**To-do item**: Put the lines below into a JSON list of strings, one string per line, and leave out any blank lines.

**Data section**:
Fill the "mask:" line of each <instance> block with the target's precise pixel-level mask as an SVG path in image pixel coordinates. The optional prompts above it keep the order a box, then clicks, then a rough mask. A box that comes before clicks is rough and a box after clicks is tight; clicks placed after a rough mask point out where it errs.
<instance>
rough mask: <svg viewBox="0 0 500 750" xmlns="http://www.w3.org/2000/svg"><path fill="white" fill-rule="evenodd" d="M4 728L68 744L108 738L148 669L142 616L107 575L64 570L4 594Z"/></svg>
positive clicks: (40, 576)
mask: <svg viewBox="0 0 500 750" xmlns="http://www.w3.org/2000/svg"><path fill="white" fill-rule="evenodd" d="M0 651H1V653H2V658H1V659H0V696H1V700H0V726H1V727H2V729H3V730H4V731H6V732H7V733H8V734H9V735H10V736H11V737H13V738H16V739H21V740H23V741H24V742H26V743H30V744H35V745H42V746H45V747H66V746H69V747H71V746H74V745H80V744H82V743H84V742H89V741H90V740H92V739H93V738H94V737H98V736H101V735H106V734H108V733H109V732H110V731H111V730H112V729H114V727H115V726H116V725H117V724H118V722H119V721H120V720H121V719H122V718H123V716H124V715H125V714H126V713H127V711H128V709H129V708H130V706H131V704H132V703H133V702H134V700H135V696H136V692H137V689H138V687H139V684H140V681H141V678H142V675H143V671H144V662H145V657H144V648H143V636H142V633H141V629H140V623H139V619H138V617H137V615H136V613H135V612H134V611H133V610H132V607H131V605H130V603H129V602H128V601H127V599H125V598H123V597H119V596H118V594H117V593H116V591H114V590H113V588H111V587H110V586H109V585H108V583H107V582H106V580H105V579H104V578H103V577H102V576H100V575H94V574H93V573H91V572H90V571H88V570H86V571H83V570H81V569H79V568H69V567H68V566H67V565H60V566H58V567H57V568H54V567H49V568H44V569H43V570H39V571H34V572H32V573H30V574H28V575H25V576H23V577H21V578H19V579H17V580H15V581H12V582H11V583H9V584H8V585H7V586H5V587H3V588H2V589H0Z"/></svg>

**Response to the task**:
[
  "Fill the \"mask:\" line of each <instance> block with the target's precise pixel-level mask as an SVG path in image pixel coordinates. The optional prompts above it keep the order a box, then clicks, then a rough mask. A box that comes before clicks is rough and a box after clicks is tight; clicks placed after a rough mask point out where it errs.",
  "<instance>",
  "rough mask: <svg viewBox=\"0 0 500 750\" xmlns=\"http://www.w3.org/2000/svg\"><path fill=\"white\" fill-rule=\"evenodd\" d=\"M4 728L68 744L108 738L148 669L142 616L107 575L64 570L4 594Z\"/></svg>",
  "positive clicks: (40, 576)",
  "mask: <svg viewBox=\"0 0 500 750\" xmlns=\"http://www.w3.org/2000/svg\"><path fill=\"white\" fill-rule=\"evenodd\" d=\"M0 651H1V653H2V658H1V659H0V696H1V700H0V726H1V727H2V729H3V730H4V731H6V732H7V733H8V734H9V735H10V736H11V737H13V738H16V739H21V740H23V741H24V742H26V743H30V744H35V745H42V746H45V747H66V746H69V747H71V746H74V745H80V744H82V743H84V742H89V741H90V740H92V739H93V738H94V737H98V736H101V735H106V734H108V733H109V732H110V731H111V730H112V729H114V727H115V726H116V725H117V724H118V722H119V721H120V720H121V719H122V718H123V716H124V715H125V714H126V713H127V711H128V709H129V708H130V706H131V704H132V703H133V702H134V700H135V696H136V692H137V689H138V687H139V684H140V681H141V678H142V675H143V671H144V662H145V657H144V648H143V636H142V633H141V629H140V623H139V619H138V617H137V615H136V613H135V612H134V611H133V610H132V607H131V605H130V603H129V602H128V601H127V599H125V598H123V597H119V596H118V594H117V593H116V591H114V590H113V588H111V587H110V586H109V585H108V583H107V582H106V580H105V579H104V578H103V577H102V576H100V575H94V574H93V573H91V572H90V571H88V570H86V571H83V570H81V569H79V568H69V567H68V566H67V565H60V566H58V567H57V568H54V567H49V568H44V569H43V570H39V571H34V572H32V573H30V574H28V575H25V576H23V577H21V578H19V579H17V580H15V581H12V582H11V583H9V584H8V585H7V586H5V587H3V588H2V589H0Z\"/></svg>"
]